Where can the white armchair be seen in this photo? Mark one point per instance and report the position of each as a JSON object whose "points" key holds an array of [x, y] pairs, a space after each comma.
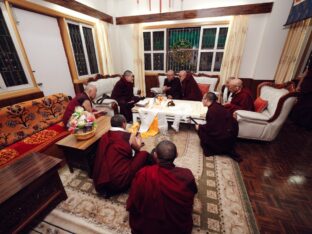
{"points": [[266, 125]]}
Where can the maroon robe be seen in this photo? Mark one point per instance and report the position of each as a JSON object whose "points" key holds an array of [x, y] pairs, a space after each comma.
{"points": [[219, 134], [241, 101], [114, 166], [76, 101], [123, 94], [161, 200], [190, 89]]}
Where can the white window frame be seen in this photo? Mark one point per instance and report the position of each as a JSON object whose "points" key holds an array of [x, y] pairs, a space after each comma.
{"points": [[3, 87], [152, 51], [81, 25], [214, 50]]}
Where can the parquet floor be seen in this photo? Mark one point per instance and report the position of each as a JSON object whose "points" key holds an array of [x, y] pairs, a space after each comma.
{"points": [[278, 178]]}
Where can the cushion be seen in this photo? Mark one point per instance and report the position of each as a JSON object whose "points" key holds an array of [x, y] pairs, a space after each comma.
{"points": [[260, 104], [204, 88]]}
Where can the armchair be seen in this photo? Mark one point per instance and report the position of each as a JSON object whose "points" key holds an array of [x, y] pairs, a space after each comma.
{"points": [[266, 125]]}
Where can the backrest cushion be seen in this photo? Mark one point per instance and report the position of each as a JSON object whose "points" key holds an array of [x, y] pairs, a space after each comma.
{"points": [[26, 118], [204, 88], [273, 95], [207, 80], [260, 104]]}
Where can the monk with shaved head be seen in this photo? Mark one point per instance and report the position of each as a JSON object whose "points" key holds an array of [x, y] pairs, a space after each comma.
{"points": [[241, 97], [161, 196], [172, 86]]}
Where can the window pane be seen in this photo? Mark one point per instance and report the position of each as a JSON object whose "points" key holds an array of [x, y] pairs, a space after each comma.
{"points": [[75, 37], [209, 36], [158, 40], [87, 32], [147, 62], [183, 48], [218, 61], [10, 65], [205, 61], [222, 38], [147, 41], [158, 62]]}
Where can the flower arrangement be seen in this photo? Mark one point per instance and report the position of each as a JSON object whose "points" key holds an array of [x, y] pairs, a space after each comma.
{"points": [[81, 121]]}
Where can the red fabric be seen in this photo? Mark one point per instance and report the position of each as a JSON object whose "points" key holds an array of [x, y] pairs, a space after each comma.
{"points": [[114, 166], [190, 89], [204, 88], [37, 142], [219, 133], [260, 104], [76, 101], [241, 101], [161, 200]]}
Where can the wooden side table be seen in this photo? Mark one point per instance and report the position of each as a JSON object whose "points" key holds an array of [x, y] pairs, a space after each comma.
{"points": [[81, 154], [30, 188]]}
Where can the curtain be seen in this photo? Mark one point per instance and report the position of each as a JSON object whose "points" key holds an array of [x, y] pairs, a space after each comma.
{"points": [[234, 48], [138, 57], [107, 60], [296, 42]]}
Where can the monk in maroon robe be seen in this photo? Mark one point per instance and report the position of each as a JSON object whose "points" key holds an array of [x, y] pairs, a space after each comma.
{"points": [[115, 164], [190, 89], [218, 135], [123, 94], [161, 196], [83, 99], [241, 97]]}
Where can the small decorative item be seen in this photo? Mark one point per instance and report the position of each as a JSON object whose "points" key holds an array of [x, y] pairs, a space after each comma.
{"points": [[82, 124]]}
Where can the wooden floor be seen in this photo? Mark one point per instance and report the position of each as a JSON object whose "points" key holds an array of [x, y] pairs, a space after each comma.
{"points": [[278, 178]]}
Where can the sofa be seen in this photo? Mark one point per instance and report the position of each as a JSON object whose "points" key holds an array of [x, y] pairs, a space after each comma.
{"points": [[31, 126]]}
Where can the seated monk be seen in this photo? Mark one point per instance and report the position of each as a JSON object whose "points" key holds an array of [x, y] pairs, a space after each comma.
{"points": [[161, 196], [190, 89], [123, 94], [172, 86], [115, 163], [219, 134], [241, 97], [84, 100]]}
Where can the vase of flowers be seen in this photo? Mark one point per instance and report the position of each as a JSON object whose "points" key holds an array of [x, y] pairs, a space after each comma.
{"points": [[82, 124]]}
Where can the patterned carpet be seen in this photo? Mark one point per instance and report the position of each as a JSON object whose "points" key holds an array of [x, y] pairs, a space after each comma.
{"points": [[221, 205]]}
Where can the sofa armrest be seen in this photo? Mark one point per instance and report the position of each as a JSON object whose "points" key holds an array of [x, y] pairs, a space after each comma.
{"points": [[251, 116]]}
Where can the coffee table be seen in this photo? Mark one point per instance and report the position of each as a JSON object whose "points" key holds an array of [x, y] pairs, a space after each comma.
{"points": [[81, 153], [185, 109]]}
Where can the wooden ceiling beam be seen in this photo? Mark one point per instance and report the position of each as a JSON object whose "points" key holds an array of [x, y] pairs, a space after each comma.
{"points": [[201, 13], [84, 9]]}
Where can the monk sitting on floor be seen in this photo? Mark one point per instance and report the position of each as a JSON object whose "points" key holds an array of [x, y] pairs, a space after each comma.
{"points": [[161, 196], [241, 97], [115, 163], [190, 89], [123, 94], [172, 86], [219, 134]]}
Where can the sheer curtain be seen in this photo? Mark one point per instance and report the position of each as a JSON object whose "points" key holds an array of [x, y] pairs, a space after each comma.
{"points": [[138, 57], [107, 61], [296, 42], [234, 48]]}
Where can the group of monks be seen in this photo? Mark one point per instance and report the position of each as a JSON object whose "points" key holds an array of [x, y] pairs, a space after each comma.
{"points": [[161, 194]]}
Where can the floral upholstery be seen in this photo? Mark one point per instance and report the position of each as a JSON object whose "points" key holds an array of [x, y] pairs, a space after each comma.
{"points": [[24, 119]]}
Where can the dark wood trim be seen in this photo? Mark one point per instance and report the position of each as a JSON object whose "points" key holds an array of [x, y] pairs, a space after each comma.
{"points": [[82, 8], [201, 13]]}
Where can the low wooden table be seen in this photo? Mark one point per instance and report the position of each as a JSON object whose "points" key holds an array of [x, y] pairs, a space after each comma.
{"points": [[81, 154], [195, 109], [30, 188]]}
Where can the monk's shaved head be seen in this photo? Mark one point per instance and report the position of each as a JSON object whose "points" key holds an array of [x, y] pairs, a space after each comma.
{"points": [[166, 150], [118, 121]]}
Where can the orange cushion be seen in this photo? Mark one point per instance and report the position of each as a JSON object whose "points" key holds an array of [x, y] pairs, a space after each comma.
{"points": [[204, 88], [260, 104]]}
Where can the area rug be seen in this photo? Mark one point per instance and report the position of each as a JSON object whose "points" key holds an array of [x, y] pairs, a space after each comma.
{"points": [[221, 205]]}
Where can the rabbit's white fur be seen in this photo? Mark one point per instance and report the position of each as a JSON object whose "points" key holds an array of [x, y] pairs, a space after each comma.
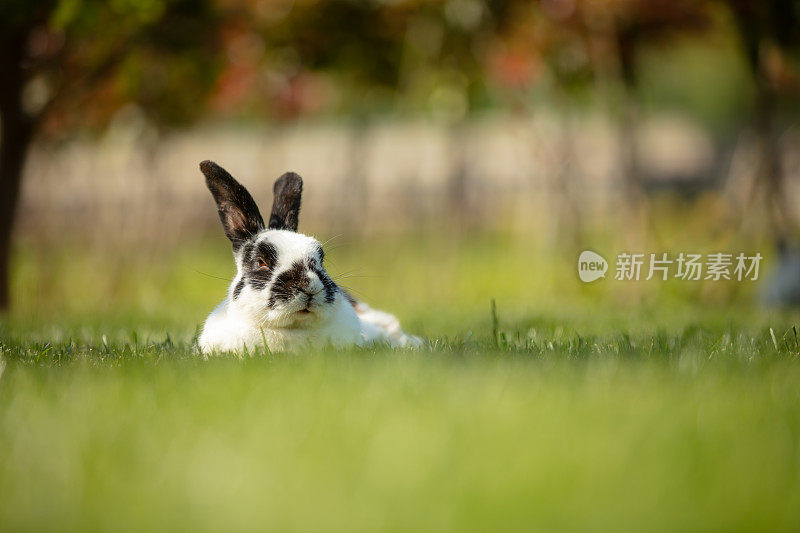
{"points": [[247, 321], [282, 295]]}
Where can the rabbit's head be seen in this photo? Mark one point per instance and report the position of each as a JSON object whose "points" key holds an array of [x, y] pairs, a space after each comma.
{"points": [[280, 280]]}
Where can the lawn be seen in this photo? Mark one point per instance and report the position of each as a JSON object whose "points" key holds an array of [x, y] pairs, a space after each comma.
━━━━━━━━
▶ **PROBLEM STATEMENT**
Rewrite every one of the records above, replacing "in this photo" with "in this image" and leaving all else unchanged. Omit the pictures from your answer.

▶ **THE ANSWER**
Where can the white armchair be seen in this image? Mark one point per instance and report the position of each as a JSON object whose "points" key holds an array of [x, y] pairs, a space after each comma.
{"points": [[266, 125]]}
Where can the maroon robe be seen in this image? Mark one point per instance and report the position of each as a JSON object whose "points" key holds an array of [x, y] pairs, a space after each comma.
{"points": [[219, 134], [241, 101], [114, 166], [76, 101], [123, 94], [161, 200], [190, 89]]}
Where can the white window frame be seen in this image? Mark one point per instance and report the position of each as a JSON object whose "points" key holds an array of [x, y] pairs, a space after each comma.
{"points": [[3, 87], [152, 51], [81, 25], [214, 50]]}
Where can the parquet floor be seen in this image? Mark one point per instance and report the position of each as a JSON object whose "points" key holds an array of [x, y] pairs, a space after each comma.
{"points": [[278, 178]]}
Where can the cushion be seen in this image? Mark one point per instance and report the position of each as a JSON object whose "points" key holds an array of [x, y] pairs, a space after each comma.
{"points": [[260, 104], [204, 88]]}
Where can the armchair be seen in this image? Mark one point per instance and report the position of each as a JSON object whose "points" key holds an array of [x, y] pairs, a space after each comma.
{"points": [[266, 125]]}
Where can the backrest cushion be seen in this image? Mark one point per instance and report the position of each as a JSON object whose "points" key holds an array of [x, y] pairs, a space after each comma.
{"points": [[26, 118], [204, 88], [273, 95], [207, 80], [260, 104]]}
Where can the monk with shaved head be seen in this image? Mark one point per instance and report the position of each as a JSON object whose "points" key holds an array of [x, y] pairs, a space after each comma.
{"points": [[241, 97], [161, 196], [172, 86]]}
Where can the window pane be seen in this image? Mark one point per instance and report the position of each as a JSON object whose "points" key holds an array of [x, y] pairs, a space after each comma.
{"points": [[75, 37], [209, 36], [158, 40], [87, 32], [147, 62], [183, 48], [218, 61], [10, 65], [205, 61], [222, 38], [147, 41], [158, 62]]}
Where can the flower arrangement be seen in this image? Mark one point per instance and report the position of each as a JSON object whose "points" key holds an array of [x, y] pairs, a space after each comma.
{"points": [[81, 121]]}
Where can the red fabric be seen in this image? Mark one point per instance and report the position of each as a JSON object whose "points" key holds an array of [x, y] pairs, a space after each comma.
{"points": [[114, 166], [190, 89], [204, 88], [37, 142], [219, 133], [260, 104], [76, 101], [241, 101], [161, 200]]}
Where can the wooden side table be seen in this image? Mark one point per instance and report the position of each as a JSON object whose "points" key holds an array of [x, y] pairs, a space after each comma.
{"points": [[81, 154], [30, 188]]}
Where can the curtain be seen in this image? Mark one point per instance and report the position of each as a JSON object whose "points" key holds an array of [x, y] pairs, a space after each comma.
{"points": [[234, 48], [138, 57], [107, 60], [296, 42]]}
Where can the monk in maroon robe be seen in this image? Mark one point per instance and report the position of each as a JSON object whose "points" key holds an array of [x, y] pairs, a space after each comma.
{"points": [[115, 164], [190, 89], [218, 135], [123, 94], [161, 196], [83, 99], [241, 97]]}
Where can the small decorative item be seen in this image? Mark one point per instance and report the position of each as a JSON object whose "points" key holds an array of [x, y] pairs, a space after each comma.
{"points": [[82, 124]]}
Where can the wooden floor be seen in this image? Mark one point per instance and report the position of each as a JSON object whose "points" key holds an array of [x, y] pairs, a space after each comma.
{"points": [[278, 178]]}
Where can the sofa be seen in this image? Mark one point per instance and report the position of each as a JSON object whose "points" key holds an array of [x, y] pairs, a space after each comma.
{"points": [[31, 126]]}
Where can the seated monk be seen in this image? Mark one point per instance and report the position of each as a JSON object whose "points" key holds an array of [x, y] pairs, a space after each comma.
{"points": [[161, 196], [190, 89], [123, 94], [172, 86], [115, 163], [219, 134], [241, 97], [84, 100]]}
Where can the vase of flowers be seen in this image? Mark one point per instance and report the position of each as a JSON object whose "points" key holds an array of [x, y] pairs, a space after each comma.
{"points": [[82, 124]]}
Where can the patterned carpet be seen in this image? Mark one point per instance and report the position of each as a JSON object whose "points" key holds an array of [x, y] pairs, a space after each comma.
{"points": [[221, 205]]}
Where can the sofa armrest be seen in this image? Mark one point per instance and report the position of each as a JSON object whose "points" key holds an array of [x, y] pairs, a space after each comma.
{"points": [[251, 116]]}
Where can the coffee table be seen in this image? Mark one point per instance and report the position of each as a JSON object whose "points" key holds an array of [x, y] pairs, a space after each comma.
{"points": [[81, 153], [185, 109]]}
Where can the wooden ceiling beam be seen in this image? Mark one point per instance and report the position of each as a JSON object whose "points" key holds an array of [x, y] pairs, a space after each comma.
{"points": [[201, 13], [84, 9]]}
Where can the monk sitting on floor be seen in this image? Mark one point per instance and report the position of each as a JSON object whose "points" key holds an array of [x, y] pairs, a space after each comma.
{"points": [[161, 196], [241, 97], [115, 163], [190, 89], [123, 94], [172, 86], [219, 134]]}
Where can the sheer curtain be seen in this image? Mark one point per instance and report the position of each as a JSON object whose "points" key holds an array of [x, y] pairs, a space after each comma.
{"points": [[138, 57], [107, 61], [296, 42], [234, 48]]}
Where can the group of monks be seen in this image? Mark one point per instance and report the position of each as a JSON object whose "points" key holds an array of [x, y] pairs, a space after each comma.
{"points": [[161, 194]]}
Where can the floral upholstery be seen in this image? Mark one point per instance and report the position of each as a JSON object whose "points" key holds an array of [x, y] pairs, a space after each comma.
{"points": [[24, 119]]}
Where can the dark wood trim be seen in this image? Mark one point per instance and report the position of each as a JSON object whose "points" key holds an array of [x, y] pairs, a space after each comma.
{"points": [[82, 8], [201, 13]]}
Where can the low wooden table be seen in this image? Mark one point per instance and report the position of each as a JSON object whose "points" key holds an array of [x, y] pairs, a space after each comma.
{"points": [[81, 154], [195, 109], [30, 188]]}
Where can the monk's shaved head be seen in this image? Mark one point per instance and report the position of each as a JSON object whose "points" key holds an array of [x, y] pairs, a space after each comma.
{"points": [[166, 150], [118, 121]]}
Where can the orange cushion be seen in this image? Mark one point per instance and report the position of each as a JSON object whose "points" key holds an array of [x, y] pairs, a space after each comma.
{"points": [[204, 88], [260, 104]]}
Where can the area rug be seen in this image? Mark one point per instance and report the position of each as a JSON object whose "points" key holds an array of [x, y] pairs, a space after each comma.
{"points": [[221, 205]]}
Where can the rabbit's white fur be seen in this image? Mark one point per instance and report the position of each as a JSON object whose "points" key holds an array of [x, y] pairs, a space after each comma.
{"points": [[247, 321], [282, 295]]}
Where can the rabbit's head be seen in this image? Mark one point per instance and report the position of each as a JSON object whose "points" key holds an array of [x, y] pairs, a space after each comma.
{"points": [[280, 280]]}
Where can the lawn be seen in this image? Mark one point per instance and report the position of each as a JSON object whose "points" key holds an array of [x, y] pairs, a space after each comma.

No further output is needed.